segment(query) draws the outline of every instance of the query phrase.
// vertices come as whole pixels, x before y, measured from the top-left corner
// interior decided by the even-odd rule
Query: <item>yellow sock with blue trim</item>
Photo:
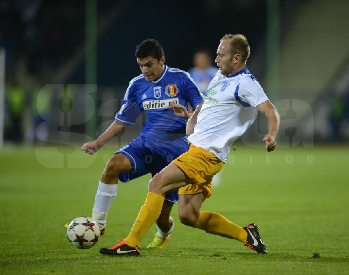
[[[131,232],[125,239],[128,245],[134,247],[140,243],[147,231],[160,216],[164,199],[165,197],[159,194],[148,193]]]
[[[247,239],[245,229],[218,213],[201,211],[194,227],[210,234],[238,240],[244,243]]]

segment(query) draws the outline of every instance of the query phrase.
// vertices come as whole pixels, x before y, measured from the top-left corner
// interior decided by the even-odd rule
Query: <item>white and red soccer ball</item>
[[[88,249],[98,241],[99,227],[88,217],[78,217],[70,222],[67,230],[69,241],[80,249]]]

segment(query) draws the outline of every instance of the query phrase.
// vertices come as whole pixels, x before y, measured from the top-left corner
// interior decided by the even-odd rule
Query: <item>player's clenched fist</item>
[[[81,147],[81,150],[82,151],[84,151],[85,153],[90,155],[93,155],[98,151],[99,149],[99,147],[95,141],[89,141],[86,142]]]
[[[265,149],[268,152],[274,151],[276,146],[275,139],[271,136],[266,135],[263,140],[265,141]]]

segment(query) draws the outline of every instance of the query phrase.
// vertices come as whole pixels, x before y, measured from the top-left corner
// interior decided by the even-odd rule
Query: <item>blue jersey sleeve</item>
[[[203,95],[200,91],[193,79],[188,73],[186,73],[184,80],[184,87],[185,87],[185,100],[189,103],[195,110],[200,105],[203,99]]]
[[[131,83],[126,90],[121,108],[115,119],[125,124],[133,125],[142,112],[135,94],[134,83]]]

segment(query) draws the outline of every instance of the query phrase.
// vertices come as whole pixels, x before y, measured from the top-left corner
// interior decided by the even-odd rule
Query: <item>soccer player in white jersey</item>
[[[189,73],[165,64],[164,51],[158,41],[146,39],[137,46],[135,55],[142,73],[130,82],[115,121],[95,141],[81,148],[92,155],[127,125],[134,125],[142,112],[147,114],[142,133],[115,153],[101,178],[92,218],[99,226],[101,235],[105,231],[118,180],[128,182],[149,173],[154,176],[186,152],[186,120],[191,114],[187,103],[195,110],[202,101],[202,94]],[[178,191],[175,189],[166,195],[157,217],[158,232],[149,248],[163,248],[168,241],[174,226],[170,214],[178,201]]]
[[[150,180],[149,192],[129,235],[102,254],[139,255],[138,246],[158,216],[164,196],[179,188],[181,222],[210,234],[239,240],[258,253],[267,253],[266,245],[251,223],[245,227],[220,214],[201,211],[211,195],[213,177],[223,167],[231,146],[253,123],[258,111],[268,118],[268,134],[263,140],[268,151],[274,150],[280,117],[256,79],[246,67],[250,46],[242,35],[226,35],[221,40],[215,62],[218,72],[208,87],[203,105],[187,125],[191,143],[189,151],[172,161]]]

What is being asked:
Gather every line of the material above that contains the string "item".

Response for this exercise:
Query: <item>yellow sock with blue trim</item>
Query: <item>white and red soccer ball</item>
Query: <item>player's clenched fist</item>
Query: <item>blue jersey sleeve</item>
Query: <item>soccer player in white jersey</item>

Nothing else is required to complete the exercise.